>> begin Supplied records
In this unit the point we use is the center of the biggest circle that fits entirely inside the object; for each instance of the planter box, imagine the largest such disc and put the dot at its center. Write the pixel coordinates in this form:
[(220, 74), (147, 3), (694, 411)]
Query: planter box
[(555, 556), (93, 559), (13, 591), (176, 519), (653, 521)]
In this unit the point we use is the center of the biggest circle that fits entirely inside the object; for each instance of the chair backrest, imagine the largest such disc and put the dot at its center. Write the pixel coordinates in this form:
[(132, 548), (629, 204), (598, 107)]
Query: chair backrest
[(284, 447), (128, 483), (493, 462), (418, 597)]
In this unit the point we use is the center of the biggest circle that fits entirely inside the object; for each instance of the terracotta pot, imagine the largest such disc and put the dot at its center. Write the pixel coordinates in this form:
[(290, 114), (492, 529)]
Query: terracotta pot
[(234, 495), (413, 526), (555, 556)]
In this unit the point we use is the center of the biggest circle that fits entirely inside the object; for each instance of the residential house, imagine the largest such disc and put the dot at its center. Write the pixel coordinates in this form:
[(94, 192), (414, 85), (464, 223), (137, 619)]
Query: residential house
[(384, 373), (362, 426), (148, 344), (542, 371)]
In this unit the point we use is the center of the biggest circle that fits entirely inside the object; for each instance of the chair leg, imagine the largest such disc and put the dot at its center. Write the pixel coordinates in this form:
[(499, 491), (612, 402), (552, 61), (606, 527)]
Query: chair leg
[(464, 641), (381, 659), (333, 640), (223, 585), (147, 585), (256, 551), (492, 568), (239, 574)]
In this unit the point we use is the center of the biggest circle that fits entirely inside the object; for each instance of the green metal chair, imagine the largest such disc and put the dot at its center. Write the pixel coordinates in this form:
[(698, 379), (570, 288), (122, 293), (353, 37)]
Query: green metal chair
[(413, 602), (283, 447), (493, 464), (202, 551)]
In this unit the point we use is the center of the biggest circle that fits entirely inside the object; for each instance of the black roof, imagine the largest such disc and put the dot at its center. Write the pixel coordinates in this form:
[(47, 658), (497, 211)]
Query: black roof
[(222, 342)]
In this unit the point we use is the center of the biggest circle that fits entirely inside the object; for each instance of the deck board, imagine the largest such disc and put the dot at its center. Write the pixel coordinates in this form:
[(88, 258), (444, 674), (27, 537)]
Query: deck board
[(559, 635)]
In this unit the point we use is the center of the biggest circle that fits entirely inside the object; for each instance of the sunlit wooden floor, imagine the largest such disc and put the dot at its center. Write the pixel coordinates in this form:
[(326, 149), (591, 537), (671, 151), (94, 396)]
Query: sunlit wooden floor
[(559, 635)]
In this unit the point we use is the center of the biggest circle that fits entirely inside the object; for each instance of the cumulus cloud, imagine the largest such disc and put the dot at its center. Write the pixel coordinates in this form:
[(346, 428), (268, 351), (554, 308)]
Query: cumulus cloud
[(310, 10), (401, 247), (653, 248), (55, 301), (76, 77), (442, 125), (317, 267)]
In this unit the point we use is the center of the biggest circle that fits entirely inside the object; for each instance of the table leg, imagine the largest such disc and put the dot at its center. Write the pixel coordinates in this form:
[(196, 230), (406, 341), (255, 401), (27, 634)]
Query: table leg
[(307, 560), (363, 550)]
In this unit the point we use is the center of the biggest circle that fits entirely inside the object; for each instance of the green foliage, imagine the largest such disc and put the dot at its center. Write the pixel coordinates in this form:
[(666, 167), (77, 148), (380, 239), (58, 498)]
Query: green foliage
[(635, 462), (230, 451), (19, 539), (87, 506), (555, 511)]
>> end Supplied records
Switch every "disc" to "disk" in the items between the lines holding "of the deck" and "[(307, 560), (363, 550)]", inclusive, and give those lines again with nothing else changed.

In this unit the point we use is the center of the biggest circle that fits entirely inside the object; for each instance of the deck board, imagine the largest such disk and put the dot at its center. Write the pixel coordinates in this form:
[(88, 258), (444, 674), (27, 537)]
Query: deck board
[(559, 635)]
In this unit the point we use is the center of the biggest circle that fits entirely inside the object; for each instance of the sunlit wooden floor, imagine the largest such disk and put the dot at its center. Write the pixel coordinates in this form:
[(326, 149), (591, 537), (671, 151), (94, 396)]
Query: sunlit wooden floor
[(559, 635)]
In this unit the point we use is the center of the biggest circle that fits entirely inside the object; for each instance of the cumulus cloud, imagine the largest such disk and put the dot at its center. Write the pixel coordinates in this form:
[(346, 428), (268, 351), (554, 308)]
Query: cumulus cloud
[(310, 10), (401, 247), (653, 248), (55, 301), (76, 77), (442, 125), (317, 267)]
In this unit the point we use is the center of the biggest circle that fits entirely inside the object; for each instance of the table leg, imagine the largest such disk and put the dot at its center. Write the pixel coordinates in this form:
[(196, 230), (406, 341), (255, 401), (27, 634)]
Query: table leg
[(307, 560), (363, 550)]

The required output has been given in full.